* **Work instruction 1**:
Reproduce the article on international tax abuse from "Yet somehow, as" to "the tax laws.".
* **Work instruction 2**:
In the article on international tax abuse, what two things does Mencken say taxation concerns nine-tenths of us more directly than?
* **Work instruction 3**:
Pick up the article on international tax abuse after its final sentence and continue writing it.

** Page excerpt follows **

Hey, let’s debate international tax policy! The United Nations has released an advance version of a report from Secretary-General António Guterres titled “Promotion of Inclusive and Effective International Tax Cooperation at the United Nations,” which explicitly criticizes the Organization for Economic Co-operation and Development’s proposed base erosion and profit shifting 2.0 reforms, which in turn obviously means that zzxzxvcaspppmmmdzzzzzzzzzz.
This is the problem with talking about taxes, especially taxes on international corporations. In a famous essay 100 years ago, H.L. Mencken argued that the subject of taxation should be “eternally lively; it concerns nine-tenths of us more directly than either smallpox or golf, and has just as much drama in it.” After all, with the possible exception of sex, there’s nothing that mesmerizes human beings more than money and who’s getting how much.
Yet somehow, as Mencken said, taxation and related topics remain “swathed in dullness.” It’s hard not to believe this dreary fog is generated on purpose. As John Oliver has said, “If you want to do something evil, hide it in something boring.”
The evil goal in this situation is various forms of international tax abuse, an umbrella term that covers both tax evasion and tax avoidance. In theory, these two things are different. Tax evasion is carried out largely by various terrible outlaw oligarchs and is against the law. By contrast, tax avoidance is conducted by the world’s most prestigious corporations and is totally legal, because the tax avoiders write the tax laws.

** End of Page excerpt **
** Supplied material follows **

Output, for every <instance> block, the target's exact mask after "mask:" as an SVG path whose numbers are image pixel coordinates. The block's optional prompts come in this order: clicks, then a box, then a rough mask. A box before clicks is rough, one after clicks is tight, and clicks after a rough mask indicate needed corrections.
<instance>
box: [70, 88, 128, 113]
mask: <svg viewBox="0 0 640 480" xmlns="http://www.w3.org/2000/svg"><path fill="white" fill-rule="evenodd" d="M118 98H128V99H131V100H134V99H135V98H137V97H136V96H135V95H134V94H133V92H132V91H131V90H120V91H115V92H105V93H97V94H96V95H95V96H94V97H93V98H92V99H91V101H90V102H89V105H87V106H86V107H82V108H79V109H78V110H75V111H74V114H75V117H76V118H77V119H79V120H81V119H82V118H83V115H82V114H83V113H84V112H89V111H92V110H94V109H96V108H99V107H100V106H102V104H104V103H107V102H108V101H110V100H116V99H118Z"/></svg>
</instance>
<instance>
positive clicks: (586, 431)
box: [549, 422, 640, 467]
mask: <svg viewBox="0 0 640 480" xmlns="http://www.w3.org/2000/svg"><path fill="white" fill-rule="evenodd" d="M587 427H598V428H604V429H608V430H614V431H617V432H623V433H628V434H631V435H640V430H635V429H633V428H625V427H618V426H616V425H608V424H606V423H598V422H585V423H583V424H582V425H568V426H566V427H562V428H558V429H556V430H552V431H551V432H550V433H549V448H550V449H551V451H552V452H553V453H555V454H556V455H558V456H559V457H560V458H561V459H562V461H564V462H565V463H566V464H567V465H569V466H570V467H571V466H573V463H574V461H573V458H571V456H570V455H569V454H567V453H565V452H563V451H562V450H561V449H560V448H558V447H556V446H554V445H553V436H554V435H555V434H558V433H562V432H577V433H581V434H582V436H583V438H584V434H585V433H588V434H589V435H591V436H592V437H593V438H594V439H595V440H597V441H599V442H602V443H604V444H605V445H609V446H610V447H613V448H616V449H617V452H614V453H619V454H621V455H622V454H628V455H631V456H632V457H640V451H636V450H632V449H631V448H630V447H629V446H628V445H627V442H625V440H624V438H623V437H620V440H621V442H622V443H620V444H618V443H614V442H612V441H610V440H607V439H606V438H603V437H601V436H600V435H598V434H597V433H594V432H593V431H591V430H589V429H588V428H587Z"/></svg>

** End of Supplied material **

* **Response box 1**:
Yet somehow, as Mencken said, taxation and related topics remain “swathed in dullness.” It’s hard not to believe this dreary fog is generated on purpose. As John Oliver has said, “If you want to do something evil, hide it in something boring.”
The evil goal in this situation is various forms of international tax abuse, an umbrella term that covers both tax evasion and tax avoidance. In theory, these two things are different. Tax evasion is carried out largely by various terrible outlaw oligarchs and is against the law. By contrast, tax avoidance is conducted by the world’s most prestigious corporations and is totally legal, because the tax avoiders write the tax laws.

* **Response box 2**:
Smallpox or golf.

* **Response box 3**:
In practice, the line between tax evasion and tax avoidance is murky and shifting. The Tax Justice Network, which aims to shut down international tax abuse of all kinds, estimates that between them, the two practices will allow corporations and the superwealthy to underpay their taxes over the next 10 years by $5 trillion. A large majority of this will be thanks to the “legal” corporate tax avoidance.
That’s a lot of money, and it can purchase a lot of boredom, as illustrated by the fact that only 14 people will ever click on this article. But you happy 14 should know that this issue is fascinating and actually fairly simple — and the fixes are straightforward, even if they’re politically difficult. The significance of the new United Nations report is that it demonstrates real progress is beginning to be made.
The overall problem is easy to understand. It’s caused by the fact that 1) people and corporations don’t like paying taxes and 2) countries like collecting taxes. This dynamic creates a natural downward pressure on tax rates.
For their part, multinational corporations will claim that the most profitable subsidiaries of the company are located in countries with low tax rates. This has been an especially popular strategy for tech and pharmaceutical companies. Much of their value lies in their intellectual property, which is much easier than, say, factories to “relocate” to Ireland.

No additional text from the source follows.